• Set problem
Copy out the final stretch of the listing: the line that contains "Practice step: set one point on each instance of the lamp" and all lines after it, exactly as they appear.

• Records supplied
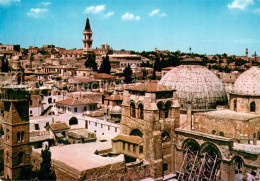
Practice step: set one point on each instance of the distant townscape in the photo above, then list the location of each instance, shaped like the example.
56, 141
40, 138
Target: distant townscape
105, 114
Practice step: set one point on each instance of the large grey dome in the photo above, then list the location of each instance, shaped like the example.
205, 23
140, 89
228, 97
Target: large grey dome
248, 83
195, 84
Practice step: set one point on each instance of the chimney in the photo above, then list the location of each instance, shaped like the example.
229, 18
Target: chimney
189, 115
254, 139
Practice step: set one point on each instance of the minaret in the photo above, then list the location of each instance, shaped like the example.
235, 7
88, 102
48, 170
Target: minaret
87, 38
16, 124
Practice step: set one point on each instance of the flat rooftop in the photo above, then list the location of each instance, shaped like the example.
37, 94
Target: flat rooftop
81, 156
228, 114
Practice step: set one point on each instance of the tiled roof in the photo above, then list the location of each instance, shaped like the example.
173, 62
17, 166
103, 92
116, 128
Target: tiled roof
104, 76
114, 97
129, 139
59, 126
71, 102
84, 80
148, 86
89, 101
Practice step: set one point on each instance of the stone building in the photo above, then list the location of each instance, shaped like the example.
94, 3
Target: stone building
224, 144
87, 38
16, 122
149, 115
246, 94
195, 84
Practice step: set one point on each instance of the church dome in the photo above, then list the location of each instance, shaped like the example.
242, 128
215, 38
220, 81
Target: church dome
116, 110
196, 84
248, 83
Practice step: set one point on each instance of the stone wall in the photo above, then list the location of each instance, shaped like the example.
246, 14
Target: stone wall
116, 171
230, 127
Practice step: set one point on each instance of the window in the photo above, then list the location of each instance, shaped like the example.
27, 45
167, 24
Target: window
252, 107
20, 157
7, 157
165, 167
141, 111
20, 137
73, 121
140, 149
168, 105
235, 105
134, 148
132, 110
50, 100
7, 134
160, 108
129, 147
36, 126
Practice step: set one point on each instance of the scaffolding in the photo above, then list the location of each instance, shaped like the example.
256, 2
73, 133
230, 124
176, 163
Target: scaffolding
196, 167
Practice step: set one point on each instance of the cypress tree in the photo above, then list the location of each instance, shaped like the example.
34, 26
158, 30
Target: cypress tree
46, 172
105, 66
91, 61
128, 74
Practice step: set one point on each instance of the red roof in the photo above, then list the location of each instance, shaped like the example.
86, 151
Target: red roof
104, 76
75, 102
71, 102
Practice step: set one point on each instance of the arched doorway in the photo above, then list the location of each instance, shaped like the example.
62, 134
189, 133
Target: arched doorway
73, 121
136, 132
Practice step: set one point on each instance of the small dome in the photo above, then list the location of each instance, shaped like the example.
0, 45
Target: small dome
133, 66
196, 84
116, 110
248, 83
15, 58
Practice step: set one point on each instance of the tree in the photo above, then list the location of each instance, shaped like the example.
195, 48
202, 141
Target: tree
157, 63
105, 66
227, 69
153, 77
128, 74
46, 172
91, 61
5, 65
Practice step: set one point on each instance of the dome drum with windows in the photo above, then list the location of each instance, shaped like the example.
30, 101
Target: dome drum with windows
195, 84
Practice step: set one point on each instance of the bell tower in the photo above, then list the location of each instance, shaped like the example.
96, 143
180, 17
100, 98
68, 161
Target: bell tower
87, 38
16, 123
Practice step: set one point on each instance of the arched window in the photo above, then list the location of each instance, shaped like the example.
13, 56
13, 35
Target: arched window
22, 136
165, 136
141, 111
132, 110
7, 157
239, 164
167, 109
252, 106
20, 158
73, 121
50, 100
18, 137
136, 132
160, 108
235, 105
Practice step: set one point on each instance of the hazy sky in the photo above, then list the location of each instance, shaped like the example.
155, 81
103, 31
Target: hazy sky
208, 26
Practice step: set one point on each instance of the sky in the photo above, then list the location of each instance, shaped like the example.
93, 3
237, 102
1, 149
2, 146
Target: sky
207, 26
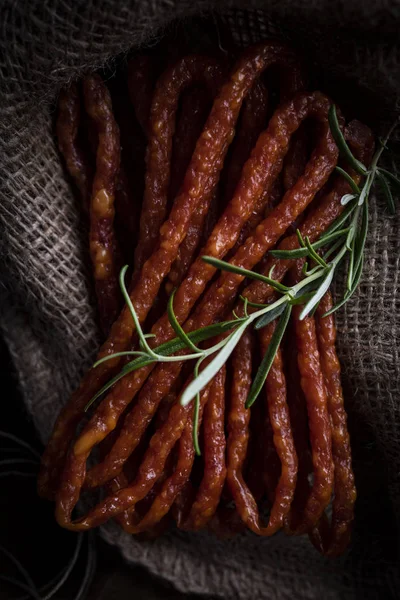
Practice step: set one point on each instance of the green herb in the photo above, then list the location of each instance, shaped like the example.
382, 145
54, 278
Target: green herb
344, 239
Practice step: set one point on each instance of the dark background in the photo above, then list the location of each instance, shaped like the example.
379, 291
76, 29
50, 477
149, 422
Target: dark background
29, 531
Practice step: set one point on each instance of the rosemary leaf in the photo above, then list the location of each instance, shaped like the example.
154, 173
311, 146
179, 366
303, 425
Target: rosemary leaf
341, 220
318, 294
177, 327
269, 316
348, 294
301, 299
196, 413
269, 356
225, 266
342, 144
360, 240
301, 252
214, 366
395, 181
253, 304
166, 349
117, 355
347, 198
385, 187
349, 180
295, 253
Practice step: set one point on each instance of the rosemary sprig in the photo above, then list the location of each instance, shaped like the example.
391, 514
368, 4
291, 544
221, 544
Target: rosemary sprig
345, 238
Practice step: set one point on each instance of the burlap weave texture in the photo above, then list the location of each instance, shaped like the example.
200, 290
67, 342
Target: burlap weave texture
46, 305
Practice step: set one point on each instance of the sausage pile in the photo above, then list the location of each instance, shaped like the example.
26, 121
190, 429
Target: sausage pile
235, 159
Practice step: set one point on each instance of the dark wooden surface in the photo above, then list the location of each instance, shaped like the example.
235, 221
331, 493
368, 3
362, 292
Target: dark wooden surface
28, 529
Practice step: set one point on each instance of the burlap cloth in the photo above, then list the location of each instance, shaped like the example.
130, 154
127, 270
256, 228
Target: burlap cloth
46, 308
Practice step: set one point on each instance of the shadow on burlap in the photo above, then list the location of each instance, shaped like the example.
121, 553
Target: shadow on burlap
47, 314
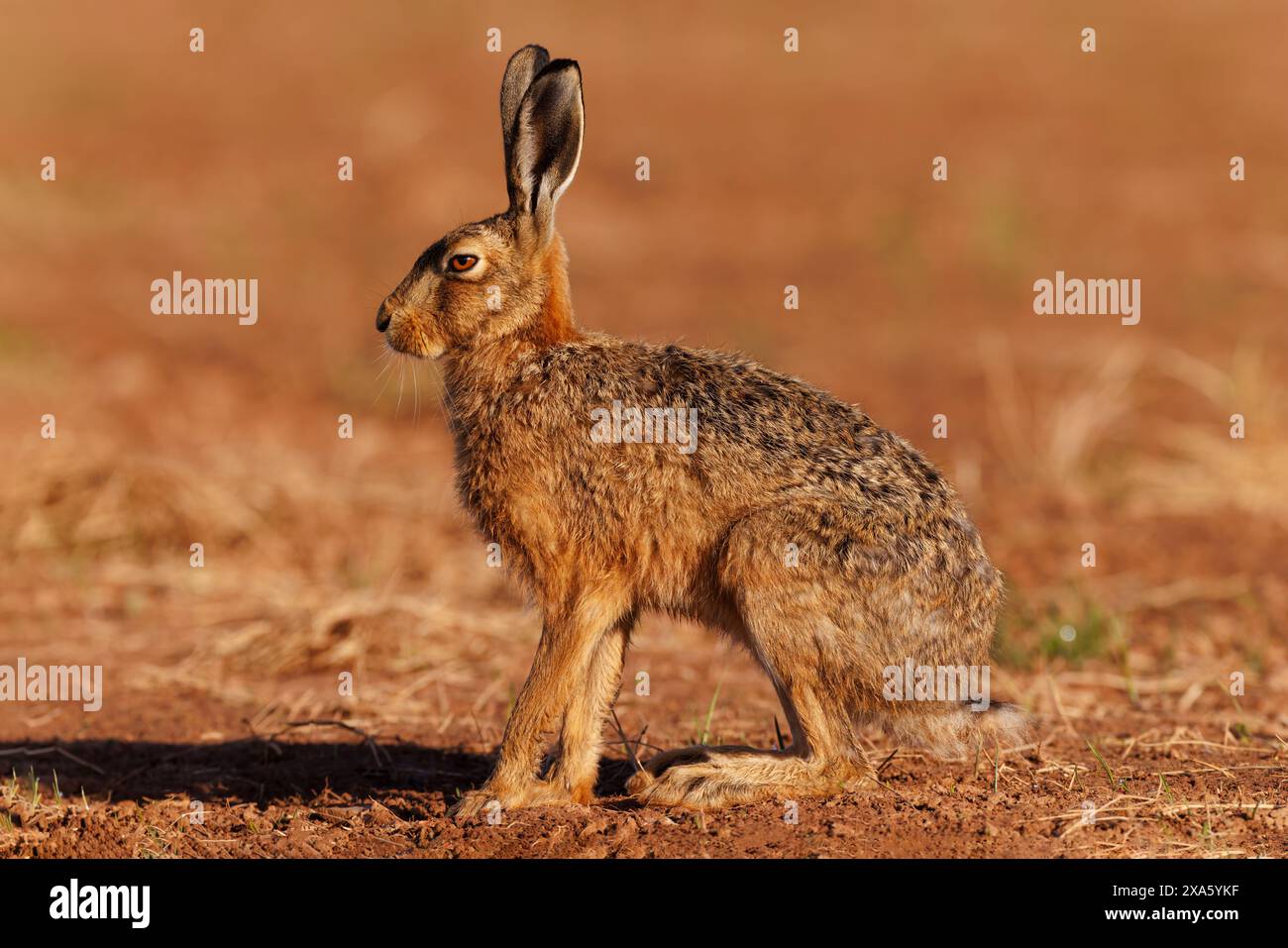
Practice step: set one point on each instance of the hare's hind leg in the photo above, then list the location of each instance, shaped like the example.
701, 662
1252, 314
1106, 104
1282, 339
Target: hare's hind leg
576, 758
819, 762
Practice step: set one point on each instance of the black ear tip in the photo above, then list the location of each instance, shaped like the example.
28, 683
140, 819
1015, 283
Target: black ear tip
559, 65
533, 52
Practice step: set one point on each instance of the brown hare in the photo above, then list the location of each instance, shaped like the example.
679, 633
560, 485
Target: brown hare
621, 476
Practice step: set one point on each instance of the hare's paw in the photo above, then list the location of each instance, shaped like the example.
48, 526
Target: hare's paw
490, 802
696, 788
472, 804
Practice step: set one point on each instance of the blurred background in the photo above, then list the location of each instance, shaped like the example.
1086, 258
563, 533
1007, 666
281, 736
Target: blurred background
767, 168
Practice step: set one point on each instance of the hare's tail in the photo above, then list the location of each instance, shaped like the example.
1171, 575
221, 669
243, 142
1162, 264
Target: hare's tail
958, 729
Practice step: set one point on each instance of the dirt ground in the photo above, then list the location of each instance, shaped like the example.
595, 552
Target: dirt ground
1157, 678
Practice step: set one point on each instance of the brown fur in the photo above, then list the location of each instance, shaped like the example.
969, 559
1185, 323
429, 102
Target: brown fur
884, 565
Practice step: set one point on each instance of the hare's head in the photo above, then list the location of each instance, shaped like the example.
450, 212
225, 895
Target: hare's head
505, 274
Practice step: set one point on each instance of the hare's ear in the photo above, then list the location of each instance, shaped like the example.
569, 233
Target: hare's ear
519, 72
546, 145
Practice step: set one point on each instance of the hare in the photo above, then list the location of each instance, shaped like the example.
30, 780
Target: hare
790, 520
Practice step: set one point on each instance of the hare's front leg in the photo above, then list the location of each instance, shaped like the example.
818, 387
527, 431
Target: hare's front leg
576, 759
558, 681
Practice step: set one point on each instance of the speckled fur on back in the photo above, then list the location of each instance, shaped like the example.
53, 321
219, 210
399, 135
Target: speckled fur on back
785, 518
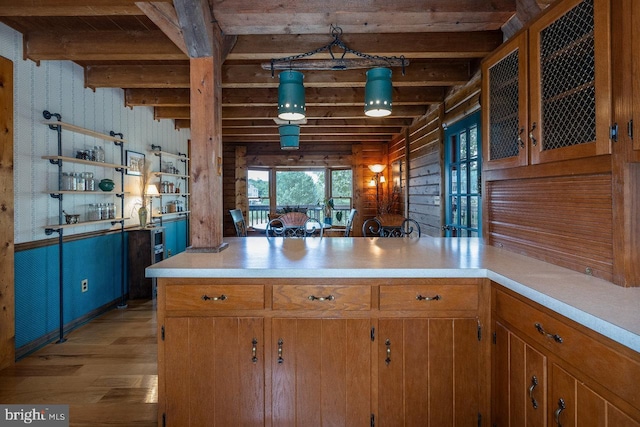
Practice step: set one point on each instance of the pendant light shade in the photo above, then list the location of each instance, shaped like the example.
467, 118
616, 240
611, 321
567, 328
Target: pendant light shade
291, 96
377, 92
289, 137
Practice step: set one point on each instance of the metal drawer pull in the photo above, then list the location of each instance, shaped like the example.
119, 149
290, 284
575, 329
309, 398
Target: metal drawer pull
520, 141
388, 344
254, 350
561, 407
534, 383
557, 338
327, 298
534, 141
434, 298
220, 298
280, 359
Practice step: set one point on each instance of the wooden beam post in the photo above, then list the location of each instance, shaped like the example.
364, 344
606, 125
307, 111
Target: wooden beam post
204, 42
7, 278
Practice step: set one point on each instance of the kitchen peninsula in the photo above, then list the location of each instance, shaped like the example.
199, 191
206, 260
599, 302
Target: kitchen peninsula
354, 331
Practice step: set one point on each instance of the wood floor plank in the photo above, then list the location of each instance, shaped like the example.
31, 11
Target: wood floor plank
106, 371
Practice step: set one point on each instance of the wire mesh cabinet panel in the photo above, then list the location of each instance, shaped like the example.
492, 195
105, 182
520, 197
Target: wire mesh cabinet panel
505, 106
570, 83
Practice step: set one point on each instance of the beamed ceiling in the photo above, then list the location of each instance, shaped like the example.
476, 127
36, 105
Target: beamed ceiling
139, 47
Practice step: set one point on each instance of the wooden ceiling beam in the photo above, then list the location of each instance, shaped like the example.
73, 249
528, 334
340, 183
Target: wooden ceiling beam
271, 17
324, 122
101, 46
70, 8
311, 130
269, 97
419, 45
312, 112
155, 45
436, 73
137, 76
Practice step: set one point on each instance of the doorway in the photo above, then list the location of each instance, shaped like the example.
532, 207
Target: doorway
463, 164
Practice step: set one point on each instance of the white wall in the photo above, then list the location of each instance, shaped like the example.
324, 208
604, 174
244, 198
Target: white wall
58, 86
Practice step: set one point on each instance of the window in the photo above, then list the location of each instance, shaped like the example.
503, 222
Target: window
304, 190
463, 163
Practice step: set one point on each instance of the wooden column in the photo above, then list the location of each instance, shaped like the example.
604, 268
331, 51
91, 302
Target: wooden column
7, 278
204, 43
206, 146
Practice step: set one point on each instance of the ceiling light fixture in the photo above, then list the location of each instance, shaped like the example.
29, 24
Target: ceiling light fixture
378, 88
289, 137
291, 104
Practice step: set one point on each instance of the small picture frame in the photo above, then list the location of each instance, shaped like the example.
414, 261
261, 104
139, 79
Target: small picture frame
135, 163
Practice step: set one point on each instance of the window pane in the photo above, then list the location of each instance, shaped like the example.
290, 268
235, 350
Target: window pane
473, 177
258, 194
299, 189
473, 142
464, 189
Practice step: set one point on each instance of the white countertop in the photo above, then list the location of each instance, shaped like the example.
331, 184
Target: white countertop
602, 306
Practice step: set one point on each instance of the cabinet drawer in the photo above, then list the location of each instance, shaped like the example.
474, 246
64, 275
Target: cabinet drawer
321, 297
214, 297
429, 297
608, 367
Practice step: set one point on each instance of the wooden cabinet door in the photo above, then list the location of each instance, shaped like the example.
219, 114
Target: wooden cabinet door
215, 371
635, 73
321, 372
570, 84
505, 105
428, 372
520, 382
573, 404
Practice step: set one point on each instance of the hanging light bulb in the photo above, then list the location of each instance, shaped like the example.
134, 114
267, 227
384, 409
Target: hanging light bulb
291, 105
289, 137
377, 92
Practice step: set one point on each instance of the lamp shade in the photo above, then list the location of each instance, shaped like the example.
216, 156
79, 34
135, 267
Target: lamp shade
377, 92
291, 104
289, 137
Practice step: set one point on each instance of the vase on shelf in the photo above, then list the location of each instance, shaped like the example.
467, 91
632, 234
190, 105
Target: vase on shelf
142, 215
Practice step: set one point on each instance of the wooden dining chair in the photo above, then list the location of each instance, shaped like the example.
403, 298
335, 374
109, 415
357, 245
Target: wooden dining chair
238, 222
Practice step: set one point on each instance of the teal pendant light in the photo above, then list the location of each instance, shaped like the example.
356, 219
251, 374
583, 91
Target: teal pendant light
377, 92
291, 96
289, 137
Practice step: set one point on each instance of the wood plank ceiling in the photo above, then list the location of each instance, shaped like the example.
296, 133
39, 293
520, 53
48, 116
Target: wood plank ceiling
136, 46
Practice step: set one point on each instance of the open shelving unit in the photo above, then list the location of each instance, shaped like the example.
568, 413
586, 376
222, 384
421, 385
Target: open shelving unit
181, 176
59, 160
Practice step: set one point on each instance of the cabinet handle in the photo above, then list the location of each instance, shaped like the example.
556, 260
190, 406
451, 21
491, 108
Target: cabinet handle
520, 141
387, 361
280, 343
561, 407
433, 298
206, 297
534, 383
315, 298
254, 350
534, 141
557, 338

• Output of the exercise
Practice step: set one point on each instance of the lamp shade in the photo above, then list the location of each instance, shaped like the example.
216, 156
79, 34
135, 267
Target: lamp shade
377, 92
291, 104
289, 137
Practice step: set one point on each instance of the vase on shelf in the photo above, then list the location of each instance, shaped like the example.
467, 91
632, 234
190, 105
Target: vase on shelf
142, 215
Practice step: set one point on each instance of the wooden dining chair in the photo above, then list the location of each instance, shaped like the example.
403, 298
335, 374
109, 415
357, 245
Target: wooden dining chair
238, 222
Practice step: set one point on each instance of the teal pendant light in the photo above, then list the location of each instance, shaped like the example.
356, 219
251, 374
583, 91
Target: teal pendant light
377, 92
291, 96
289, 137
Practice step: set one point on each instance of the wood plank ceiling in the photo above, then list the location of each instance, shaped like the example.
296, 133
39, 293
520, 53
48, 116
Target: wood plank ceiling
136, 46
Practice step: set one point on each instance of the open shelving unit in the photo above, then list the location of each instance, shaped like the example.
568, 413
586, 376
222, 384
421, 385
Target: open shelving unit
181, 176
59, 160
Practice step: set one point on each instance of the cabinet handle in the photo above, then list the location of each instance, shaped like the example.
556, 260
190, 406
451, 21
491, 108
Target: cabinet handle
520, 141
387, 361
280, 343
561, 407
433, 298
206, 297
534, 383
315, 298
254, 350
534, 141
557, 338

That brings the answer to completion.